--- Begin LISTED RECORDS ---

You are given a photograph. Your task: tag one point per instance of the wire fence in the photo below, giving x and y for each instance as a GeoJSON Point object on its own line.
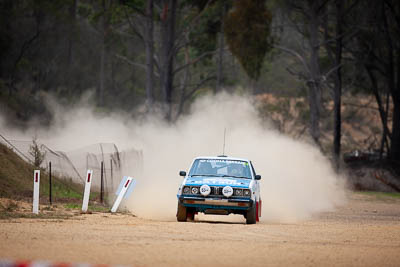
{"type": "Point", "coordinates": [74, 164]}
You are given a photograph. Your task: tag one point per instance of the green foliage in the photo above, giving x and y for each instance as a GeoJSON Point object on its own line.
{"type": "Point", "coordinates": [247, 30]}
{"type": "Point", "coordinates": [37, 153]}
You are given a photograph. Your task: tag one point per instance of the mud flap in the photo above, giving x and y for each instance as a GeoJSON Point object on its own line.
{"type": "Point", "coordinates": [257, 210]}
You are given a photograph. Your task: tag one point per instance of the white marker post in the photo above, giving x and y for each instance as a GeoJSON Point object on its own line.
{"type": "Point", "coordinates": [36, 184]}
{"type": "Point", "coordinates": [126, 184]}
{"type": "Point", "coordinates": [86, 194]}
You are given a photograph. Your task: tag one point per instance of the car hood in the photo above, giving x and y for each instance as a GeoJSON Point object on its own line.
{"type": "Point", "coordinates": [218, 181]}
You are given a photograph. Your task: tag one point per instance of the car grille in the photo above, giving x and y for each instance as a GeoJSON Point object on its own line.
{"type": "Point", "coordinates": [216, 191]}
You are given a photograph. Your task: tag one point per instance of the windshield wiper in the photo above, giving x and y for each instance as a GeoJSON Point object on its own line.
{"type": "Point", "coordinates": [225, 175]}
{"type": "Point", "coordinates": [202, 175]}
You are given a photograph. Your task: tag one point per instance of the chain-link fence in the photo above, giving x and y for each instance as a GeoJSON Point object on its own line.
{"type": "Point", "coordinates": [103, 158]}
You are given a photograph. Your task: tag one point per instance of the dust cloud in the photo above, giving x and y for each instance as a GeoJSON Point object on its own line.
{"type": "Point", "coordinates": [297, 180]}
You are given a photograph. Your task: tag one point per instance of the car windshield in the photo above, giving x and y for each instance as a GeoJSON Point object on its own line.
{"type": "Point", "coordinates": [221, 168]}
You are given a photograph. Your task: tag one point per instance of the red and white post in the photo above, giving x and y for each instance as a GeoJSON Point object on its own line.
{"type": "Point", "coordinates": [86, 194]}
{"type": "Point", "coordinates": [36, 184]}
{"type": "Point", "coordinates": [121, 194]}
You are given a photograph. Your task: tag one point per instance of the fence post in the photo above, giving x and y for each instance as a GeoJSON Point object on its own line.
{"type": "Point", "coordinates": [101, 184]}
{"type": "Point", "coordinates": [112, 178]}
{"type": "Point", "coordinates": [50, 197]}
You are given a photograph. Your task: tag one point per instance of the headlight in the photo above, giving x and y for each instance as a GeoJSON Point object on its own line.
{"type": "Point", "coordinates": [227, 191]}
{"type": "Point", "coordinates": [205, 190]}
{"type": "Point", "coordinates": [247, 193]}
{"type": "Point", "coordinates": [238, 192]}
{"type": "Point", "coordinates": [186, 189]}
{"type": "Point", "coordinates": [195, 190]}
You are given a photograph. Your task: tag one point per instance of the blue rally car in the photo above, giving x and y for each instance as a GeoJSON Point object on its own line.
{"type": "Point", "coordinates": [220, 185]}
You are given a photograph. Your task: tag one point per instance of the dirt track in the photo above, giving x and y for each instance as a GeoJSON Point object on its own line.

--- End LISTED RECORDS ---

- _PROBLEM REQUIREMENTS_: Using the material above, return every line exactly as it appears, minus the pictures.

- _REPLY_:
You are given a photograph. Your task: tag one point per instance of the wire fence in the photo below, giving x and y for each instance as a GeoJSON Point object on its own line.
{"type": "Point", "coordinates": [74, 164]}
You are given a photograph. Your task: tag one point per instance of the green foliage in the photo above, giving x and y for each instance as a GeoJSON Point object on its own line.
{"type": "Point", "coordinates": [247, 30]}
{"type": "Point", "coordinates": [37, 153]}
You are given a photograph. Your task: tag one point per instance of the mud flap in the photo above, giving x and y for each instance as a GeoJSON Point object on its own line.
{"type": "Point", "coordinates": [257, 210]}
You are given a photograph. Your task: tag one point per instance of the white marker post in the photo above, giving x and y for each instance as a GeoJSON Point object on its own line.
{"type": "Point", "coordinates": [36, 184]}
{"type": "Point", "coordinates": [126, 184]}
{"type": "Point", "coordinates": [86, 194]}
You are given a photograph. Your task: tag one point per instance of the car hood in the photo above, giving x and y for each instance as a GeoJSON Point object on its own line.
{"type": "Point", "coordinates": [218, 181]}
You are given a photograph. Your task: tag one point per instance of the car grille in the photo above, giving x and y for each instance as a GeoJSON Point object on its own line.
{"type": "Point", "coordinates": [216, 191]}
You are given a photograph. Your task: tag one point per instance of the windshield wiper in the photo above, giving x and y for each instance as a GeoJSON Point object on its own line.
{"type": "Point", "coordinates": [225, 175]}
{"type": "Point", "coordinates": [202, 175]}
You are given a photograph. Your task: tag one point per instance of the chain-link fence in the photo above, giving x and y for each instance as a GeoJSON Point object on its own line.
{"type": "Point", "coordinates": [103, 158]}
You are given a photograph. Your task: tag one point per instance of the dust cloud in the photo above, giving x and y for each instance as a GeoJSON Point object on its own line.
{"type": "Point", "coordinates": [297, 180]}
You are given a photograph. Your task: tag one point per instance of the car windshield in the photo above, giving x and y for each instance as a GeoJSON Point object on its own line.
{"type": "Point", "coordinates": [221, 168]}
You are given a photograph. Your task: tag one point per instance of the red and white post in the photo above, giving x and y for each instance as a GeoJSON Point object on its own line.
{"type": "Point", "coordinates": [86, 194]}
{"type": "Point", "coordinates": [36, 184]}
{"type": "Point", "coordinates": [121, 194]}
You are given a photograph. Your task: tag one point per instance of the fence post in the photo above, giving x and y for each instance as a GeoJSON Point object on its own line.
{"type": "Point", "coordinates": [101, 184]}
{"type": "Point", "coordinates": [112, 178]}
{"type": "Point", "coordinates": [50, 197]}
You are given a photograph. Your task: tag one point per instance of the headlight in the photo above, giving x and y for each instance as a GeoJSON Point object on its own line.
{"type": "Point", "coordinates": [227, 191]}
{"type": "Point", "coordinates": [205, 190]}
{"type": "Point", "coordinates": [247, 193]}
{"type": "Point", "coordinates": [238, 192]}
{"type": "Point", "coordinates": [186, 189]}
{"type": "Point", "coordinates": [195, 190]}
You are given a photograph. Your task: tag one point per instance of the blue rally car in the photo above, giving x and y for each instance as a GeoJSON Point object on its own line.
{"type": "Point", "coordinates": [220, 185]}
You are given a photograph. Your task: tag one point per instance of the dirt track in the photo above, giving x and y for each instance as a GeoJSON Point object on its own line.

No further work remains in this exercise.